Document extract:
####################

Preorders are just equivalence relations without the symmetric condition.
Every set can be considered as a discrete preorder with the binary relation of equality. Also the trivial opposite (codiscrete preorder) where all pairs are in the relation.
Every graph yields a preorder on the vertices where \(v \leq w\) iff there is a path from \(v\) to \(w\).
Reflexive because of length-0 paths, transitive because of path concatenation.
Product of two preorders can be considered as a preorder by only comparing things when both preorders independently agree on the pairs.
A preorder / partial order / total order relation on a set \(X\)
Preorder: a binary relation on \(X\) that is reflexive and transitive.
A partial order (poset) has the additional constraint that \(x \leq y \land y \leq x \implies x=y\)
We can always get a partial order from a preorder by quotienting, so it’s not that special.
A total order has all elements comparable.
For any set \(S\) there is a coarsest partition having just one part.
What surjective function does this correspond to?
(Likewise for the finest partition?)
The trivial map to \(\{1\}\) and the identity, respectively.
Prove that the upper sets on a discrete preorder for some set \(X\) is simply the power set \(P(X)\)
The upper set criterion is satisfied by any subset, thus all possible subsets are upper sets.

####################

Data excerpt:
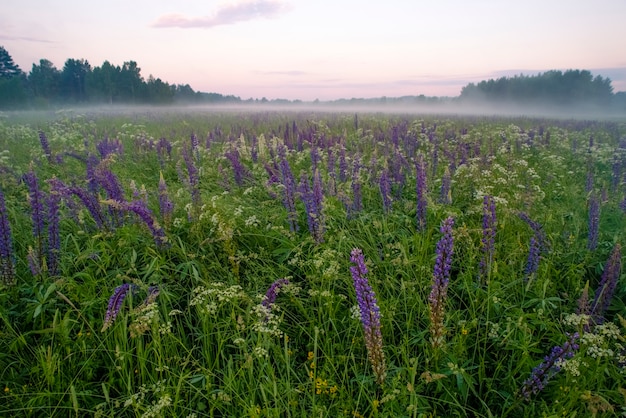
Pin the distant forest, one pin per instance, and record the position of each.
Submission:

####################

Exercises:
A. Retype the notes on preorders between "Preorders are just" and "not that special.", inclusive.
B. Extend the notes on preorders, picking up right after their final sentence.

Responses by task:
A.
Preorders are just equivalence relations without the symmetric condition.
Every set can be considered as a discrete preorder with the binary relation of equality. Also the trivial opposite (codiscrete preorder) where all pairs are in the relation.
Every graph yields a preorder on the vertices where \(v \leq w\) iff there is a path from \(v\) to \(w\).
Reflexive because of length-0 paths, transitive because of path concatenation.
Product of two preorders can be considered as a preorder by only comparing things when both preorders independently agree on the pairs.
A preorder / partial order / total order relation on a set \(X\)
Preorder: a binary relation on \(X\) that is reflexive and transitive.
A partial order (poset) has the additional constraint that \(x \leq y \land y \leq x \implies x=y\)
We can always get a partial order from a preorder by quotienting, so it’s not that special.

B.
The binary relation is equality, thus the upper subset criterion becomes \(p \in U \land p = q \implies q \in U\) or alternatively \(p \in U \implies p \in U\) which is always satisfied.
A graph (of vertices, arrows)
A tuple \(G=(V, A, s, t)\)
Set of vertices and arrows, with two functions \(A\rightarrow V\) which say where the source and target of each arrow goes to.
A path in \(G\) is any sequence of arrows such that the target of one arrow is the source of the next (including length 0 and 1 sequences).
An opposite preorder
Given a preorder \((P, \leq)\), we define \(p \leq^{op} q \iff q \leq p\)
Categorical skeletality generally means \(x \cong y \implies x = y\)
E.g. a skeletal preorder is a poset.
An upper set in \(P\) for some preorder \((P, \leq)\)
A subset \(U\) of \(P\) satisfying the condition \(p \in U \land p \leq q \implies q \in U\)
Anything you add to the upper set means you have to add everything greater than it.
Example: the possible upper sets of \(Bool\) are \(\{\varnothing, \{true\}, \{true, false\}\}\)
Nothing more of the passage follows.